Entries from an annotation dataset:
****************

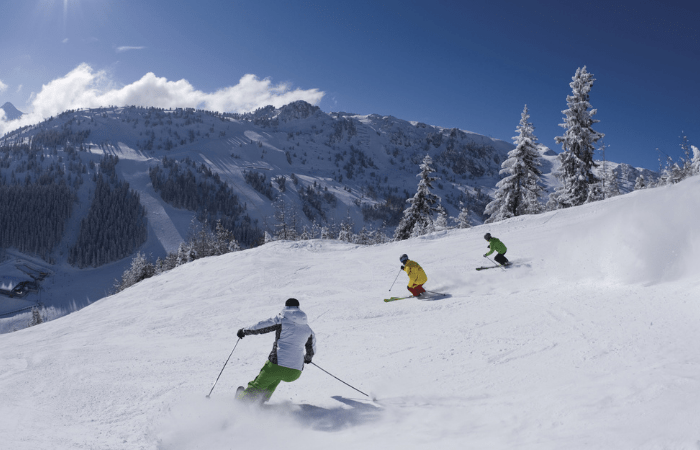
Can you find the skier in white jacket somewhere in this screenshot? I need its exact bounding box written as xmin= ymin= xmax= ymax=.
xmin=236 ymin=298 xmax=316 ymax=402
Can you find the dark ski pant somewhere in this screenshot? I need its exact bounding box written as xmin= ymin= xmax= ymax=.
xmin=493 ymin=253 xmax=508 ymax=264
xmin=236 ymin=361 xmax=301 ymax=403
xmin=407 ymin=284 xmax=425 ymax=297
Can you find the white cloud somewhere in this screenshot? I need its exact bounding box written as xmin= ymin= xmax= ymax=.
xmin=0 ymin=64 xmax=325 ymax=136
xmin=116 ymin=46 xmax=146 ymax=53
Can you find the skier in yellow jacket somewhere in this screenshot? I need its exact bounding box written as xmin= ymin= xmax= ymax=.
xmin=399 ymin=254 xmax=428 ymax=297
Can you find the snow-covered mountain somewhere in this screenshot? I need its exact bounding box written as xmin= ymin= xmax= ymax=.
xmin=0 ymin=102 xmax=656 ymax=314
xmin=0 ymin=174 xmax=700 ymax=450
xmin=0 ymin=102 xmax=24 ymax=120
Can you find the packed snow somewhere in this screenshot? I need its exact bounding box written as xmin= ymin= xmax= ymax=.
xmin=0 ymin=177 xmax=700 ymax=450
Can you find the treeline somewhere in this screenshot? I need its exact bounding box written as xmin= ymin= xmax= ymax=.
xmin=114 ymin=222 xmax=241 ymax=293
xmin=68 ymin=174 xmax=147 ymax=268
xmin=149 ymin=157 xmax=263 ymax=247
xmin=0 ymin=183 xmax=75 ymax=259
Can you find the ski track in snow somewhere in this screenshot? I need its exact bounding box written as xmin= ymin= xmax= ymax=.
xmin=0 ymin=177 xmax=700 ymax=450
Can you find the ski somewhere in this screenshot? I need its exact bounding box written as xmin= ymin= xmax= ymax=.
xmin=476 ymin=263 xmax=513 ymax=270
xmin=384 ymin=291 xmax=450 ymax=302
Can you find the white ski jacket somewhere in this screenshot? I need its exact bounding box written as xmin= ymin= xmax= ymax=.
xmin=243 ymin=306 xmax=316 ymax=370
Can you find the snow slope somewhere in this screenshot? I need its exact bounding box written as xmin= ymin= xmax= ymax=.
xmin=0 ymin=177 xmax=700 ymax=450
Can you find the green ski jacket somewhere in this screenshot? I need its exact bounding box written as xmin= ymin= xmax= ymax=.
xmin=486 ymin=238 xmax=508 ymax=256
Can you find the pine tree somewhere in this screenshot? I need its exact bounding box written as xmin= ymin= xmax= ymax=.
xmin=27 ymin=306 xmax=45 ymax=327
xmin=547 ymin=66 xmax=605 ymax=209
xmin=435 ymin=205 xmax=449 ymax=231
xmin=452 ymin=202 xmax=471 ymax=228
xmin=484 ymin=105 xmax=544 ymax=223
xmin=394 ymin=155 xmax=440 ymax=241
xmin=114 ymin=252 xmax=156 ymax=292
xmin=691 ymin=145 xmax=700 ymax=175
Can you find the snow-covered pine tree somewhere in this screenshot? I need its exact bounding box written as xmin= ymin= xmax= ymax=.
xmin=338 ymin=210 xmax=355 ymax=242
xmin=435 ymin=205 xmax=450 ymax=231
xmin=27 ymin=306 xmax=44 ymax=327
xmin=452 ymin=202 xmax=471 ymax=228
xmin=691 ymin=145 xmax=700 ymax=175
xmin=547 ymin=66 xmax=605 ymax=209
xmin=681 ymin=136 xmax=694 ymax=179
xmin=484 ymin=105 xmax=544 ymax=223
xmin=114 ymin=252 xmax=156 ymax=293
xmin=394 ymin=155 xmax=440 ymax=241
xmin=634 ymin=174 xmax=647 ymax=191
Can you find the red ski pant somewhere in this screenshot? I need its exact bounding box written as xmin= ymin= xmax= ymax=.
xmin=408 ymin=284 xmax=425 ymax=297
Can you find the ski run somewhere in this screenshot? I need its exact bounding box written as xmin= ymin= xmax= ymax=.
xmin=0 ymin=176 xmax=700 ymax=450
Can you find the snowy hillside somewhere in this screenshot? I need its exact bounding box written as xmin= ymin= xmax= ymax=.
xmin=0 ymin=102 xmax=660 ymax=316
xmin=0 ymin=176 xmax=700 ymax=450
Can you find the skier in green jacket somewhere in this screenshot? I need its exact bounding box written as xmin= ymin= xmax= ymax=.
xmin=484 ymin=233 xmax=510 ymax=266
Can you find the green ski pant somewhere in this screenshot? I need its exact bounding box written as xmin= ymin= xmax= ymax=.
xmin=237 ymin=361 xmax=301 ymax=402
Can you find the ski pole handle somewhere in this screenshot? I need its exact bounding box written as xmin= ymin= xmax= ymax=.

****************

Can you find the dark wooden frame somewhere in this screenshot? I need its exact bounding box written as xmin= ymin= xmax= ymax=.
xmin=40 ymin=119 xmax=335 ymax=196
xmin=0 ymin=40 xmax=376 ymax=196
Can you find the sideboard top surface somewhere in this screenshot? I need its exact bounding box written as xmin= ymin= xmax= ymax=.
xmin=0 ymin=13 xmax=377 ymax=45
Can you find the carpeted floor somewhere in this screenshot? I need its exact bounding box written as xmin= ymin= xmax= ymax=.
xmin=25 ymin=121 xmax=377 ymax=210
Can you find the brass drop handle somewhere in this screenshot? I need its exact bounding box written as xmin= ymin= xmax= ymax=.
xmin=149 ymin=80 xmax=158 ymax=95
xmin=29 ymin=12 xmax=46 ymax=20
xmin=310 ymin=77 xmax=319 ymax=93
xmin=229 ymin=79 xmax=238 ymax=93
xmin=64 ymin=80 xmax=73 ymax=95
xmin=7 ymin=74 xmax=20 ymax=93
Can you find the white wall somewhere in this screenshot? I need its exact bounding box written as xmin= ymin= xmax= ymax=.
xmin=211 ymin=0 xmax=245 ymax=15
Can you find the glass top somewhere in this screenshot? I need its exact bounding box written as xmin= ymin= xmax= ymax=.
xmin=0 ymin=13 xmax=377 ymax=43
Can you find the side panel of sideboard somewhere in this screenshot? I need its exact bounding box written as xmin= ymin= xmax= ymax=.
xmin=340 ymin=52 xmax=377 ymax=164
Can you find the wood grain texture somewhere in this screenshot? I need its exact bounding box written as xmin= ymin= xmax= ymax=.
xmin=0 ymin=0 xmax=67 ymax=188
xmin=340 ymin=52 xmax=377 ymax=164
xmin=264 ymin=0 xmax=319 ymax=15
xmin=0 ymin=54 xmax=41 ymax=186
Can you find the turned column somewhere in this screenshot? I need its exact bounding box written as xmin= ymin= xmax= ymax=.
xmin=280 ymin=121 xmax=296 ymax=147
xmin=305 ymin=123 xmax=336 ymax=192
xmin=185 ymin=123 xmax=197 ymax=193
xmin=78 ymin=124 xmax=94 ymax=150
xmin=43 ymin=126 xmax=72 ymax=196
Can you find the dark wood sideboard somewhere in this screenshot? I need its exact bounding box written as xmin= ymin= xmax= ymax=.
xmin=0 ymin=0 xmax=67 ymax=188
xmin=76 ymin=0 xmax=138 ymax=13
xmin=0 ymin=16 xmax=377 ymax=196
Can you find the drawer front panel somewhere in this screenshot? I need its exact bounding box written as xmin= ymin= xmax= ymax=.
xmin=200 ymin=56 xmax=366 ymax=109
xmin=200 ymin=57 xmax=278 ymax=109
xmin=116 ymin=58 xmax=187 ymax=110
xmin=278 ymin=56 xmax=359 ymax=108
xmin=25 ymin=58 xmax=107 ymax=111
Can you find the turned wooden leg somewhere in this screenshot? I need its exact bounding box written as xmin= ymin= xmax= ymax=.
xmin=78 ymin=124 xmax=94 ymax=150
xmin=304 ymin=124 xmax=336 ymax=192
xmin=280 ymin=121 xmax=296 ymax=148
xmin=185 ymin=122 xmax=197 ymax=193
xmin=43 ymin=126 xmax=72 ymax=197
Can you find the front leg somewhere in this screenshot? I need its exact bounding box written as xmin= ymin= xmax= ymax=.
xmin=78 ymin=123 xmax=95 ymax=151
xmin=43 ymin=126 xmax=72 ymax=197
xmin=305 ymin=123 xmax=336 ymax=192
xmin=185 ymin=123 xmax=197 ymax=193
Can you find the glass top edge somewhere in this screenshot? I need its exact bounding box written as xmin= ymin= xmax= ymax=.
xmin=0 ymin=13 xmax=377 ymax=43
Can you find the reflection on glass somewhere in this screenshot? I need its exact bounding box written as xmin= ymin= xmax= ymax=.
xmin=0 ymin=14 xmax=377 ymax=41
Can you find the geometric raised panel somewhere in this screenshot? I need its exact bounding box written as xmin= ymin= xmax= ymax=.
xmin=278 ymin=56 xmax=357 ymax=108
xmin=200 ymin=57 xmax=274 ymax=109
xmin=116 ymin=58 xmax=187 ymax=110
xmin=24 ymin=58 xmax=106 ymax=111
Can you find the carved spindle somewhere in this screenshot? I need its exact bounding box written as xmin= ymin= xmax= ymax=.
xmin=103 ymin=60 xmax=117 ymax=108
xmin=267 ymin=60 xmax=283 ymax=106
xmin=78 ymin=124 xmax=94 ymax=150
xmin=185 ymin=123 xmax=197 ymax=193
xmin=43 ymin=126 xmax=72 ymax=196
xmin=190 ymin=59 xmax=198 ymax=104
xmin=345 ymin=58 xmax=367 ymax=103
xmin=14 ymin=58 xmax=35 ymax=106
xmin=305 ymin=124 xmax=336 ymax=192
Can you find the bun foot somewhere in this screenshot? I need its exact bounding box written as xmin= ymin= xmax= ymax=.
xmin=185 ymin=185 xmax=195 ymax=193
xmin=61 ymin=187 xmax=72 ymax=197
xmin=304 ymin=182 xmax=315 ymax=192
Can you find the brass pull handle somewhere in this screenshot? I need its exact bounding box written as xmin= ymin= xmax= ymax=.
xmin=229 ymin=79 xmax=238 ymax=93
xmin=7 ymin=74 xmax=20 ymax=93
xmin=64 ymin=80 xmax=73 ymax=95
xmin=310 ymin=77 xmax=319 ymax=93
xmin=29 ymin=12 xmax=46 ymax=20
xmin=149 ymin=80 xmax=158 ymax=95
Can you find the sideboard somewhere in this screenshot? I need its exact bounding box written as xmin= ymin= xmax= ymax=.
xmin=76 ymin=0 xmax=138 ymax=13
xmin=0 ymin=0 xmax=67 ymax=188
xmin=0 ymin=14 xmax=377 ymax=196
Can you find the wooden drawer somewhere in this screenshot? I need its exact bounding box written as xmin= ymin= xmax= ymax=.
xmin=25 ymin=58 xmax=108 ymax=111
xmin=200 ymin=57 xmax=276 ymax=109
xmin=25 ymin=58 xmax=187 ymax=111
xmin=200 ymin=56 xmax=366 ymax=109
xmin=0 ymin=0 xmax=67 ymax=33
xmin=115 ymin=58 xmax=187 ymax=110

****************

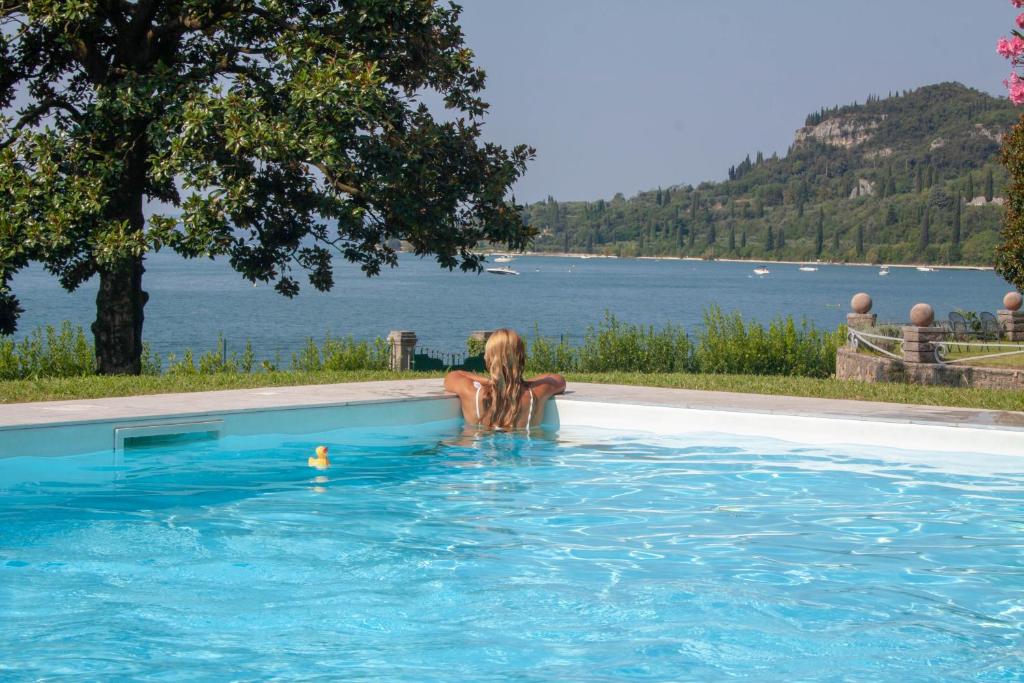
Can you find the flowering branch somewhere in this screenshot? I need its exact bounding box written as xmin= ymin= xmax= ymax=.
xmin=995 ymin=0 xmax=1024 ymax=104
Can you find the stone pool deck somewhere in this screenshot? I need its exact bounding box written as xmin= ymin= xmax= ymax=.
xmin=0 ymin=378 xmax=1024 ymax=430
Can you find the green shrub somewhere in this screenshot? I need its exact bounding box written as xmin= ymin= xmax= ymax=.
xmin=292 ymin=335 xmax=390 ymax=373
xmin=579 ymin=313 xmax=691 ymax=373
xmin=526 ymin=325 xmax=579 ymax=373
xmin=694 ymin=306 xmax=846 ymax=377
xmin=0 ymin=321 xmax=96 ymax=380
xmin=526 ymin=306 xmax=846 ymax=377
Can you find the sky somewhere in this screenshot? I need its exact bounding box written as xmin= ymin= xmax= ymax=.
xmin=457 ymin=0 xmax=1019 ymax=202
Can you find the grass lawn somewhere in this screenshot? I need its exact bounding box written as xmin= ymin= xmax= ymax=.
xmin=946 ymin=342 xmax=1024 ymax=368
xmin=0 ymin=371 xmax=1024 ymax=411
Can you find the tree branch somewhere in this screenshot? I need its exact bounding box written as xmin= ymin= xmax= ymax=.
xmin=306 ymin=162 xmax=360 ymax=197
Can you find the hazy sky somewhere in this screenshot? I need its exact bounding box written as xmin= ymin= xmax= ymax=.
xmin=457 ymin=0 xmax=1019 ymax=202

****************

Can you quote, word for word, the stretch of the listing above that opens with the line containing "Can you find the drawer" and closes with the line containing "xmin=25 ymin=58 xmax=107 ymax=111"?

Can you find the drawer front panel somewhere in this screenshot? I need its exact bounding box written as xmin= ymin= xmax= ymax=.
xmin=200 ymin=56 xmax=366 ymax=109
xmin=200 ymin=57 xmax=278 ymax=109
xmin=116 ymin=58 xmax=187 ymax=110
xmin=278 ymin=56 xmax=359 ymax=108
xmin=25 ymin=58 xmax=107 ymax=111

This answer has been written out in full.